◆ Task to complete
Exact transcription, pictures omitted: reproduce the listing below.

◆ Extracted records
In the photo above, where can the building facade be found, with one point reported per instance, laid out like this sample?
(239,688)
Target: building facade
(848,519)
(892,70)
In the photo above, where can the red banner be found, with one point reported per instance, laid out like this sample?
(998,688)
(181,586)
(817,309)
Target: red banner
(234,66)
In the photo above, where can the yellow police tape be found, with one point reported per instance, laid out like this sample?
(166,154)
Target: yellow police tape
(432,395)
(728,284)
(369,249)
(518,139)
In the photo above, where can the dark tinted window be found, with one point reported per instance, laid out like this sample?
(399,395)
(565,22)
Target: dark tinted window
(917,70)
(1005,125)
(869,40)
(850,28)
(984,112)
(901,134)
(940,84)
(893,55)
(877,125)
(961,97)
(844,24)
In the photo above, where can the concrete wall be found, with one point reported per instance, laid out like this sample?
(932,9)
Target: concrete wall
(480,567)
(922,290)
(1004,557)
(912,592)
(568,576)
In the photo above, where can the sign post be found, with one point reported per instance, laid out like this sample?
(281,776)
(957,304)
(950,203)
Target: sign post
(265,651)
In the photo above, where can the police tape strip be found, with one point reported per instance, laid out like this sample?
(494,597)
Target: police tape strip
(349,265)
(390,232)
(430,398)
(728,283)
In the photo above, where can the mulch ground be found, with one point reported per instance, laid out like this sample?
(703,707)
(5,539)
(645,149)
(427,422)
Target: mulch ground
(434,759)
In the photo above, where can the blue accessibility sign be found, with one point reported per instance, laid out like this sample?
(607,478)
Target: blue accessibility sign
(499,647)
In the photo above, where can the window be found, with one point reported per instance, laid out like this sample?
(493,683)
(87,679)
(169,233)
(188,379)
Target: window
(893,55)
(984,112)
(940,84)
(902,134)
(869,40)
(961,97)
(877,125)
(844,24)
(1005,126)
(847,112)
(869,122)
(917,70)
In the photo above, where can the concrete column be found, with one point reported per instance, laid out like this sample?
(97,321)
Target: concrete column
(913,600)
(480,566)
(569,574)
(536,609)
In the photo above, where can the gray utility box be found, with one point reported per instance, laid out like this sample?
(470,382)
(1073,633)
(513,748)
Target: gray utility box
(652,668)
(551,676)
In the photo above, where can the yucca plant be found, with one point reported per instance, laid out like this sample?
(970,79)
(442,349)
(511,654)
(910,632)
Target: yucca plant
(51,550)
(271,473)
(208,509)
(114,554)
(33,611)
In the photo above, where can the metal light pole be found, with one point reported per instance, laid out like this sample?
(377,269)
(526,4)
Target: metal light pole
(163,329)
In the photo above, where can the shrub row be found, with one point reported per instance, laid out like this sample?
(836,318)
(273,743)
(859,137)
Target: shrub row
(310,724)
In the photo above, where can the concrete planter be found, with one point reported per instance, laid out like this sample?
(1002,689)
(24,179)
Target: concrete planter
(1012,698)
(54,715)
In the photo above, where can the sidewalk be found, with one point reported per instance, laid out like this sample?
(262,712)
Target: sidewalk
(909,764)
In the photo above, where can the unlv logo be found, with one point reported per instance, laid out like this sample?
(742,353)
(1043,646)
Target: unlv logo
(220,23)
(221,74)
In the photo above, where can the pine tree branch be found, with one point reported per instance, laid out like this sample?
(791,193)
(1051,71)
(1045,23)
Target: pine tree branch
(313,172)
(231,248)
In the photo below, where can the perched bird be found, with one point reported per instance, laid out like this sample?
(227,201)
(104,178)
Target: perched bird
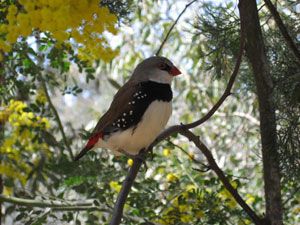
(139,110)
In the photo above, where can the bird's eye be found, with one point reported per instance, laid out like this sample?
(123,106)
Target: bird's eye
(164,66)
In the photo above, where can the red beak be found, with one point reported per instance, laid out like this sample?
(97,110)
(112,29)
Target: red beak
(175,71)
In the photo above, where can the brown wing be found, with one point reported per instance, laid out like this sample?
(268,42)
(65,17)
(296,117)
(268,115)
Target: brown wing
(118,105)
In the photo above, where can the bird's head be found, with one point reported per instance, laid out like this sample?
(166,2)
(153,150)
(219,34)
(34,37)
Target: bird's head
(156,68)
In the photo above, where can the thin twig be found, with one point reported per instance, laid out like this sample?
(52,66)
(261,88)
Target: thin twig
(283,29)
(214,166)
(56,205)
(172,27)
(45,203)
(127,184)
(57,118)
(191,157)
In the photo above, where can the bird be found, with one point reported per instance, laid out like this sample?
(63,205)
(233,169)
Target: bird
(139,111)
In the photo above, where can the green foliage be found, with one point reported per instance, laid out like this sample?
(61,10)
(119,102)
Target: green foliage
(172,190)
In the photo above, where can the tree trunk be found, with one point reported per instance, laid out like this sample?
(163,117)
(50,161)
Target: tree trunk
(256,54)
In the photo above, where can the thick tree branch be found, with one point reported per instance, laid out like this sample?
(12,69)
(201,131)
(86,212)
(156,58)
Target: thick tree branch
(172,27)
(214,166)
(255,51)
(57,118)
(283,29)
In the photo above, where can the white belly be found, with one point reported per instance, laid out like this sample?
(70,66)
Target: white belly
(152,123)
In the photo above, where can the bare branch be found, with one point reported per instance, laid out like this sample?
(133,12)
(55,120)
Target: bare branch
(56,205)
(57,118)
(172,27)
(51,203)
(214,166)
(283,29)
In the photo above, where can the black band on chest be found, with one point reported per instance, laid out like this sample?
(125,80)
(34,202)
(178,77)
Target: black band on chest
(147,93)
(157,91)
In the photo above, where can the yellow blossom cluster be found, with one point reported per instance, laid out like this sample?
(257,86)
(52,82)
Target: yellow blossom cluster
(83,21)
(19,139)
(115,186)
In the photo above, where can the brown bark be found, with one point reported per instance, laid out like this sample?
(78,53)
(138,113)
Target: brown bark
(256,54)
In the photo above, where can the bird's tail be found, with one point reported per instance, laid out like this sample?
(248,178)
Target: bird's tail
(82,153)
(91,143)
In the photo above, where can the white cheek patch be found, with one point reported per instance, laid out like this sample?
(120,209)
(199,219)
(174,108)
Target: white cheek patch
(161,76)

◆ Finished task
In the photo above, where can the building facade be found, with one point reported per instance, laid out like this sample?
(239,688)
Target: building facade
(848,519)
(892,70)
In the photo above, where can the red banner be found, with one point reported per instance, laid out like this sample?
(998,688)
(181,586)
(817,309)
Target: red banner
(234,66)
In the photo above, where can the yellow police tape be found, with one point reported per instance, laid out like this sample?
(166,154)
Target: yellow police tape
(432,395)
(728,284)
(369,249)
(518,139)
In the photo above, where can the dark tinted window be found, with one point reported per instance, laid out like this sample?
(399,395)
(565,22)
Target: dark tinted window
(917,70)
(1005,125)
(869,40)
(850,28)
(984,112)
(901,134)
(940,84)
(893,55)
(877,125)
(961,97)
(844,24)
In the photo above, where can the concrete wall be found, with one point reported per instance, laid out like this sample?
(932,9)
Target: concrete wall
(480,567)
(922,290)
(1004,557)
(912,592)
(568,576)
In the photo above, where can the sign post be found, with one point reported per instance, laid out like this sample?
(281,776)
(957,304)
(950,203)
Target: sign post
(265,651)
In the photo above, where can the police tape strip be found, with one point reported per instance, laid out like this sample?
(494,597)
Target: police tape strip
(349,265)
(390,232)
(430,398)
(728,283)
In the photo above, where can the mulch ground be found, with one point reported per instance, laid out like this sample?
(703,707)
(5,539)
(645,149)
(427,422)
Target: mulch ground
(434,759)
In the photo above, where can the blue accessibility sign be found, with one point reported per instance, laid out like this sample?
(607,478)
Target: blue accessibility sign
(499,647)
In the photo above, where can the window be found, with one point reported per instance, laid out like this sample?
(493,683)
(87,679)
(169,233)
(188,379)
Target: window
(893,55)
(984,112)
(940,84)
(902,134)
(869,40)
(961,97)
(877,125)
(844,24)
(1005,126)
(847,112)
(869,122)
(917,70)
In the photo above, where can the concrete column be found, with one point reported per instance, laid out like this sample?
(97,321)
Target: concrete column
(913,600)
(480,566)
(569,574)
(536,609)
In the photo above, where can the gray utility box be found, with one point reported per instance, laid out like this sample?
(470,382)
(1073,633)
(513,748)
Target: gray utility box
(652,668)
(551,676)
In the photo above, where can the yucca plant be found, with one point reported per instance, laid out like this sample?
(970,79)
(442,349)
(511,654)
(910,632)
Target: yucca plant
(51,550)
(271,473)
(208,509)
(114,554)
(33,611)
In the photo above, where can the metal light pole be found, with one point reported per instance, laid out like this sample?
(377,269)
(526,4)
Target: metal light pole
(163,329)
In the photo above, where can the shrub row be found, with one point reported per instance, laid out like this sample?
(836,318)
(273,743)
(859,137)
Target: shrub row
(310,724)
In the photo above, where can the concrete planter be found, with one point reported per instance, laid out like this sample?
(1002,689)
(24,179)
Target: concrete planter
(1012,698)
(54,715)
In the photo above, where can the sidewalk be found, with one point reported per instance, laid out like this sample?
(262,712)
Target: sidewalk
(909,764)
In the photo above, where can the unlv logo be found, with one point reported per instance, laid out like this sample?
(742,353)
(1043,646)
Target: unlv logo
(220,23)
(221,74)
In the photo above, where can the pine tree branch be found, with one point reported per instance, laid out like this sample?
(791,193)
(1051,71)
(1045,23)
Target: pine tree branch
(313,172)
(231,248)
In the photo below, where can the perched bird be found, with one point reported per instance, laid out like this sample?
(227,201)
(104,178)
Target: perched bird
(139,110)
In the photo above, where can the bird's eye be found, with one point reported per instance, laid out like this sample?
(123,106)
Target: bird's eye
(164,66)
In the photo above, where can the red beak be found, with one point reported per instance, laid out like this sample?
(97,110)
(112,29)
Target: red beak
(175,71)
In the photo above, where can the brown wing be found, with one point reported per instance, laid out like this sample?
(268,42)
(65,17)
(296,117)
(268,115)
Target: brown wing
(118,105)
In the photo above, where can the bird's head be found, with one point reported per instance, laid out like this sample?
(166,2)
(153,150)
(219,34)
(34,37)
Target: bird's head
(156,68)
In the photo above, where can the thin twig be found, with one point reported per instance, laid out like this sample?
(52,66)
(261,88)
Target: thin twig
(283,29)
(214,166)
(56,205)
(172,27)
(45,203)
(127,184)
(57,118)
(191,157)
In the photo above, where can the bird be found, with one point reported per instance, laid out like this sample?
(63,205)
(233,169)
Target: bird
(139,111)
In the photo above, where can the green foliage be found, with one point reported per instance, laid out like this sample?
(61,10)
(119,102)
Target: green foliage
(172,190)
In the photo above, where can the tree trunk be found, with one point reported per instance, laid out like this sample?
(163,117)
(50,161)
Target: tree trunk
(256,54)
In the photo above, where can the thick tree branch be found, with one point reported per instance, laid out like this sample?
(12,69)
(201,131)
(86,212)
(156,58)
Target: thick tree branch
(172,27)
(214,166)
(255,51)
(57,118)
(283,29)
In the photo above, where can the white belly be found, with one point reported per instance, laid out like this sample?
(70,66)
Target: white belly
(152,123)
In the photo above, where can the bare branch be found, with one point reported per instance, laid out like this sample?
(133,12)
(55,120)
Target: bare branch
(56,205)
(57,118)
(172,27)
(51,203)
(214,166)
(283,29)
In the photo above, where can the black band on chest be found, with one point reported per instance, laid out like this sample?
(125,80)
(34,202)
(178,77)
Target: black band on chest
(147,93)
(157,91)
In the photo above, where can the yellow blossom cluster be found, with one point reported per instance, laid out like this sample?
(257,86)
(52,82)
Target: yellow blossom cluster
(83,21)
(19,139)
(115,186)
In the photo above, where can the brown bark be found, with one point reported per instance, laid out like this sample?
(78,53)
(138,113)
Target: brown bark
(256,54)
In the photo above, where can the bird's tail be found, with one point reported per instance, laid out like this sample?
(248,178)
Target: bird's tail
(82,153)
(91,143)
In the photo above, where can the white cheek patch be found, with one point reported per instance, laid out like this sample?
(120,209)
(199,219)
(174,108)
Target: white cheek patch
(161,76)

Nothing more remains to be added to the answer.